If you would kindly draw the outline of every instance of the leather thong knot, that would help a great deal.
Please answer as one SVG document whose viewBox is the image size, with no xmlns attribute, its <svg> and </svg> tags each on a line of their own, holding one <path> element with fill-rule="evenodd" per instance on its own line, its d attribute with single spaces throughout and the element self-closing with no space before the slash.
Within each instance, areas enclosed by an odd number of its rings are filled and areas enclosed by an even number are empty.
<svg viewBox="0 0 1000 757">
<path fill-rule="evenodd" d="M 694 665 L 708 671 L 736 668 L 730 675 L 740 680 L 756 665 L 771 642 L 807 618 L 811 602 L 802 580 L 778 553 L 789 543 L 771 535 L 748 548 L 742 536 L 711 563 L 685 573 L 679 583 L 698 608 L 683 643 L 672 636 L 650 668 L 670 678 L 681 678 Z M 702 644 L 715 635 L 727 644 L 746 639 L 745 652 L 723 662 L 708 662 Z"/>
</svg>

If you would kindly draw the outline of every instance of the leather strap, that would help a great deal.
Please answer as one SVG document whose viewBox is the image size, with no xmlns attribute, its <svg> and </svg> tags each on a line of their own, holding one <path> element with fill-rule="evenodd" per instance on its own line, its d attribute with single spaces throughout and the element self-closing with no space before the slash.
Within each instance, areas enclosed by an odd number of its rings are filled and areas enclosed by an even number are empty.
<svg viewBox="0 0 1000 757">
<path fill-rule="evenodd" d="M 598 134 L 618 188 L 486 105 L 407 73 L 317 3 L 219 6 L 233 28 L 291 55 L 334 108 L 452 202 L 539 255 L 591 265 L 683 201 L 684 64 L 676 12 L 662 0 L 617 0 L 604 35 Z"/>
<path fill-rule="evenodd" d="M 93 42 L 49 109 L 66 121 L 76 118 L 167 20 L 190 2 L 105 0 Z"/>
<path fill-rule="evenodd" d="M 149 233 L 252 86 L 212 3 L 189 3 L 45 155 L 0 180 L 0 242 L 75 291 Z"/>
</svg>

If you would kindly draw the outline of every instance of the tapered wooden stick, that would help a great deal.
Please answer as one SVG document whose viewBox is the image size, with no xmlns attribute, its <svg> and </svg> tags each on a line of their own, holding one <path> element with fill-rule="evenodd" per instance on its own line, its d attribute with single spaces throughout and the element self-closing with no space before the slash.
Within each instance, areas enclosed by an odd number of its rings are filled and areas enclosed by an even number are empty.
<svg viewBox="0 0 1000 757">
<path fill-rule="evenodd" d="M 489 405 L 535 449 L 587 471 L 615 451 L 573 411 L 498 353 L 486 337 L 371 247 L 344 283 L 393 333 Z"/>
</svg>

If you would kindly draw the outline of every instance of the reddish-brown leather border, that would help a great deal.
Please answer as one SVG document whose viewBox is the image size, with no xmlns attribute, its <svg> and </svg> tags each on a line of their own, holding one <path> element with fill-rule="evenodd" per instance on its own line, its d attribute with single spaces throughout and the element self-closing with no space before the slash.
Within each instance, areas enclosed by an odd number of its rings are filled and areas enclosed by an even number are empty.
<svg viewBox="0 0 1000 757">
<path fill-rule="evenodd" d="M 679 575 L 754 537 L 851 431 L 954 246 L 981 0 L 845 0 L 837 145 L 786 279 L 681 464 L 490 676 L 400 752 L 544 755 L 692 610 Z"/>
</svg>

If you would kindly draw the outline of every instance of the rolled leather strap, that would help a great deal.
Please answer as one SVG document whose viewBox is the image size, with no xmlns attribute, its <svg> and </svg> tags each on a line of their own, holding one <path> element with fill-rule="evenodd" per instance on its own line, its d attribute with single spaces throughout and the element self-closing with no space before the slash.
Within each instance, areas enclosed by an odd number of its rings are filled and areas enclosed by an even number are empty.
※ ※ ※
* _AIM OF THE EXERCISE_
Only the count is wanted. Count the lines of the data above that include the string "would".

* _OUTPUT FOR THIS TASK_
5